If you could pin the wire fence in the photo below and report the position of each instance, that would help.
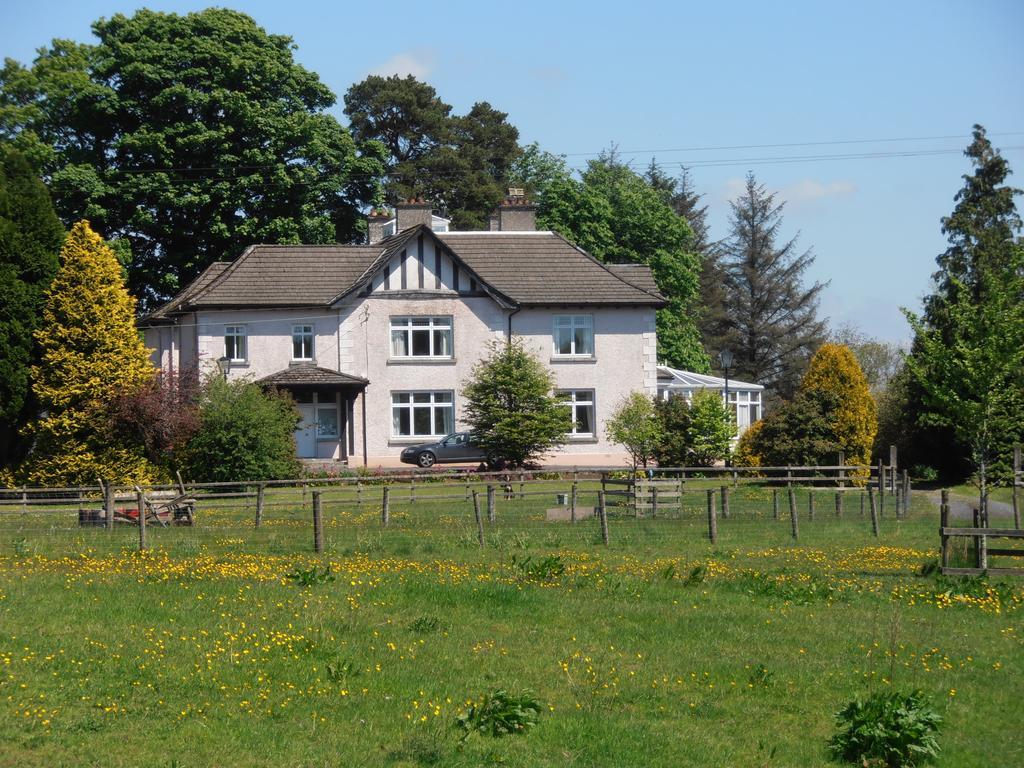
(433, 512)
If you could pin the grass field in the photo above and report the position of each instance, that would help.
(657, 650)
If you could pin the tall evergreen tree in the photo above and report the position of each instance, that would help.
(90, 354)
(185, 138)
(460, 163)
(772, 325)
(30, 240)
(967, 361)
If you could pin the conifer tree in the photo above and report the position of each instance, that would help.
(30, 241)
(90, 354)
(834, 372)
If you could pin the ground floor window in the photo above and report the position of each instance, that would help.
(581, 402)
(422, 414)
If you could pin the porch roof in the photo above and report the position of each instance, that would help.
(308, 375)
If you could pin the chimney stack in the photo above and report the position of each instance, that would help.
(375, 224)
(413, 212)
(515, 213)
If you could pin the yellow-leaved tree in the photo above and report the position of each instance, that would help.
(835, 377)
(90, 353)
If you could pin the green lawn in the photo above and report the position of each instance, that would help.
(657, 650)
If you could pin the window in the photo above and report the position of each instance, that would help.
(327, 422)
(581, 402)
(235, 343)
(422, 414)
(302, 342)
(573, 335)
(421, 337)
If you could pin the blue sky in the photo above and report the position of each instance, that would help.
(673, 79)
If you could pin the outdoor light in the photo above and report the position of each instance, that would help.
(223, 365)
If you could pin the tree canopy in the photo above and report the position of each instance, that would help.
(459, 163)
(185, 138)
(30, 241)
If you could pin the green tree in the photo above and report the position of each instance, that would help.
(244, 434)
(968, 354)
(634, 224)
(90, 354)
(834, 371)
(460, 163)
(635, 426)
(187, 137)
(510, 407)
(772, 325)
(30, 241)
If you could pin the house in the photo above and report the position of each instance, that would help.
(374, 341)
(744, 399)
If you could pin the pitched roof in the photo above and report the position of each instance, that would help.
(306, 374)
(543, 267)
(534, 267)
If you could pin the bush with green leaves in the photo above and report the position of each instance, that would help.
(500, 714)
(888, 729)
(245, 433)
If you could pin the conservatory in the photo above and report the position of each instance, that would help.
(744, 399)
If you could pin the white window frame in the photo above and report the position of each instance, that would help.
(571, 323)
(299, 335)
(435, 324)
(236, 332)
(576, 399)
(432, 403)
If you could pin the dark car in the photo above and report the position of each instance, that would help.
(456, 449)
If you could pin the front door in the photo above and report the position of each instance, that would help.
(305, 433)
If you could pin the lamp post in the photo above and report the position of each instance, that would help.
(725, 357)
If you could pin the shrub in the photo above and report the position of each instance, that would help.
(500, 714)
(887, 730)
(244, 434)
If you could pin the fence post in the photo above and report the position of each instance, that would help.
(109, 504)
(317, 523)
(260, 489)
(1017, 481)
(875, 511)
(479, 520)
(712, 518)
(943, 524)
(603, 516)
(794, 520)
(140, 499)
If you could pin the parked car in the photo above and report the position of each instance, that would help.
(458, 448)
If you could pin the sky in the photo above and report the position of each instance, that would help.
(788, 91)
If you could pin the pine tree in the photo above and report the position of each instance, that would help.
(772, 325)
(967, 364)
(30, 241)
(90, 354)
(834, 371)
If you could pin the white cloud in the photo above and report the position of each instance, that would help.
(419, 62)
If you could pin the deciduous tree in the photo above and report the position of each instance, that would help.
(510, 406)
(90, 354)
(30, 241)
(186, 138)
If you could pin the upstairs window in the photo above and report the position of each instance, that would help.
(573, 336)
(421, 337)
(235, 343)
(302, 342)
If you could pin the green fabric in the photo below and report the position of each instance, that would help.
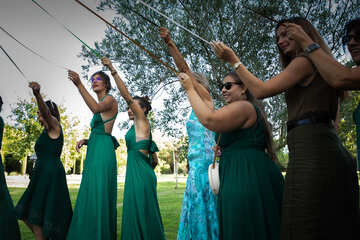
(141, 219)
(1, 130)
(251, 187)
(46, 201)
(356, 117)
(9, 228)
(95, 209)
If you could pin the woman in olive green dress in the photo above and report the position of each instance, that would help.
(251, 184)
(45, 206)
(95, 209)
(9, 228)
(141, 219)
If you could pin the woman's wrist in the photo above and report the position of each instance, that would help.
(234, 60)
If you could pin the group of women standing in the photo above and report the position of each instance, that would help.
(318, 200)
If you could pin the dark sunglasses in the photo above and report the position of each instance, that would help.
(228, 85)
(95, 79)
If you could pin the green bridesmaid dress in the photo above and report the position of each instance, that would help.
(251, 186)
(46, 201)
(95, 209)
(141, 219)
(9, 228)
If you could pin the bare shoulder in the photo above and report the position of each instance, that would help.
(302, 63)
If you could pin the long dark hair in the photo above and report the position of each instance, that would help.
(144, 103)
(270, 146)
(105, 78)
(53, 109)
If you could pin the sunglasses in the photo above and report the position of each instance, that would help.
(228, 85)
(95, 79)
(356, 37)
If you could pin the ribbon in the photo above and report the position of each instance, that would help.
(145, 18)
(171, 20)
(32, 51)
(17, 67)
(96, 53)
(262, 15)
(129, 38)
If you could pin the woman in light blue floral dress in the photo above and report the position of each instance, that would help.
(198, 218)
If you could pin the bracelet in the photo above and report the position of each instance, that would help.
(237, 65)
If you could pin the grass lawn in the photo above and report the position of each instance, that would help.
(170, 200)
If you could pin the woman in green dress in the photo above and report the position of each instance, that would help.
(251, 184)
(9, 228)
(95, 209)
(141, 219)
(45, 206)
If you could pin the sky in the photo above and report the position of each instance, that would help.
(30, 25)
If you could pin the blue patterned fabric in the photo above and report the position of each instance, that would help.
(198, 218)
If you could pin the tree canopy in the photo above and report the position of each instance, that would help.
(250, 35)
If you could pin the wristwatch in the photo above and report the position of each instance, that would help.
(312, 47)
(237, 65)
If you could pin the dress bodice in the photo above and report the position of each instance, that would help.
(201, 141)
(46, 147)
(97, 125)
(133, 145)
(253, 137)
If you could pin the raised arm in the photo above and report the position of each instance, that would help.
(239, 114)
(336, 74)
(181, 63)
(95, 107)
(296, 72)
(52, 124)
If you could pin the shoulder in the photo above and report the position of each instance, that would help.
(241, 106)
(303, 61)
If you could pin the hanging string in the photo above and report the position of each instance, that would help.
(130, 39)
(96, 53)
(262, 15)
(17, 67)
(32, 51)
(145, 18)
(184, 28)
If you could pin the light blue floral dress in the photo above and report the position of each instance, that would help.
(198, 218)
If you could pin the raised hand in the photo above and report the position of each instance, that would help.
(107, 63)
(74, 77)
(225, 53)
(165, 34)
(185, 81)
(35, 87)
(81, 143)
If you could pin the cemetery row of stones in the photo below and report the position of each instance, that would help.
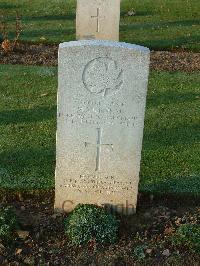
(43, 54)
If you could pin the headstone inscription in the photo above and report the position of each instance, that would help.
(101, 107)
(98, 19)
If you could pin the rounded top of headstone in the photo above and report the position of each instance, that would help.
(105, 44)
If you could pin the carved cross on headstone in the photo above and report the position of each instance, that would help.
(98, 17)
(98, 145)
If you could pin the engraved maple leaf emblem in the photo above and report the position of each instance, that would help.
(102, 75)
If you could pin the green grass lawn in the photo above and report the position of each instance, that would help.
(158, 24)
(171, 147)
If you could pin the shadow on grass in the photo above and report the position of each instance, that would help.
(4, 5)
(32, 168)
(179, 135)
(25, 19)
(27, 115)
(178, 23)
(49, 32)
(183, 185)
(138, 13)
(167, 43)
(171, 97)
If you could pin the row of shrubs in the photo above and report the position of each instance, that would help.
(92, 223)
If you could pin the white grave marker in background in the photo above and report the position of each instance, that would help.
(98, 19)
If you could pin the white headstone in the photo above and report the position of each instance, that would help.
(98, 19)
(101, 107)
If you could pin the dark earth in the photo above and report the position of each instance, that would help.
(42, 241)
(144, 238)
(42, 54)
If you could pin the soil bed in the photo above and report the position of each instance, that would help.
(41, 54)
(43, 242)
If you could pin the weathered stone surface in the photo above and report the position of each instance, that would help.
(101, 106)
(98, 19)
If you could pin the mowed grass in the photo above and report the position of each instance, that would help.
(171, 147)
(158, 24)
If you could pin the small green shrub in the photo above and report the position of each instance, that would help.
(8, 223)
(89, 222)
(188, 235)
(139, 252)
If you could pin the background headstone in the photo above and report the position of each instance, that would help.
(101, 107)
(98, 19)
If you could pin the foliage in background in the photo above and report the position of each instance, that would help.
(8, 45)
(157, 24)
(171, 146)
(188, 235)
(91, 223)
(8, 223)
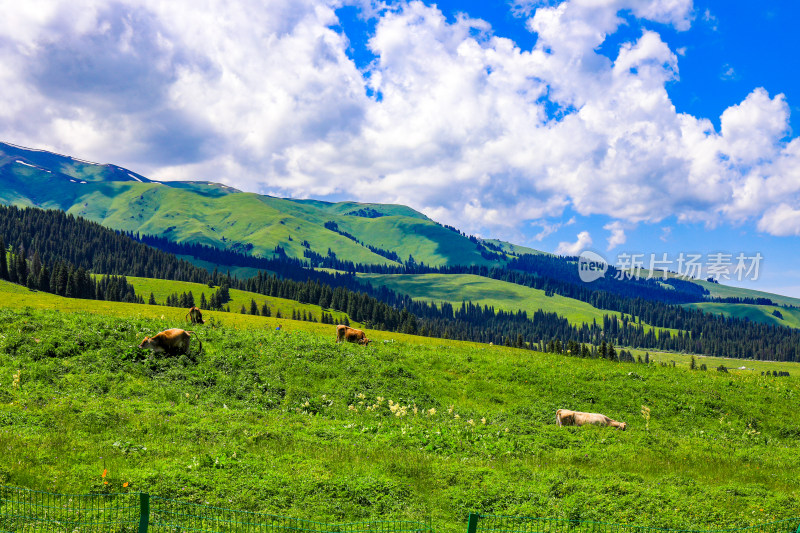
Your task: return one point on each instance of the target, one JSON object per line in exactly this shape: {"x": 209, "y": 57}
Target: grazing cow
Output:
{"x": 195, "y": 315}
{"x": 171, "y": 341}
{"x": 351, "y": 335}
{"x": 565, "y": 417}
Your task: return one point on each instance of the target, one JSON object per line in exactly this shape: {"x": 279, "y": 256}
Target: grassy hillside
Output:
{"x": 725, "y": 291}
{"x": 217, "y": 215}
{"x": 290, "y": 423}
{"x": 756, "y": 313}
{"x": 16, "y": 296}
{"x": 456, "y": 288}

■ ■ ■ ■ ■

_WORK TO BE COMPLETED_
Set down exactly, from the line that contains "If you could pin the background" through the last line of the data, each line as it stands, and leave the pictures out.

_RIGHT ANSWER_
If you could pin the background headstone in the photo above and report the position of each instance, that would help.
(101, 107)
(98, 19)
If you could pin the foliage in background in the photo above and report the position of each instance, that would help.
(8, 45)
(157, 24)
(171, 146)
(188, 235)
(91, 223)
(8, 223)
Your task: return one point on each instance of the target, one JSON object per line in exactly this shape: {"x": 209, "y": 57}
Target: grazing cow
Output:
{"x": 195, "y": 315}
{"x": 171, "y": 341}
{"x": 351, "y": 335}
{"x": 565, "y": 417}
Your task: return one point on each instance of the target, one JSON object per line in exactly this shape: {"x": 279, "y": 256}
Target: grassy hillside
Output:
{"x": 725, "y": 291}
{"x": 217, "y": 215}
{"x": 290, "y": 423}
{"x": 756, "y": 313}
{"x": 16, "y": 296}
{"x": 456, "y": 288}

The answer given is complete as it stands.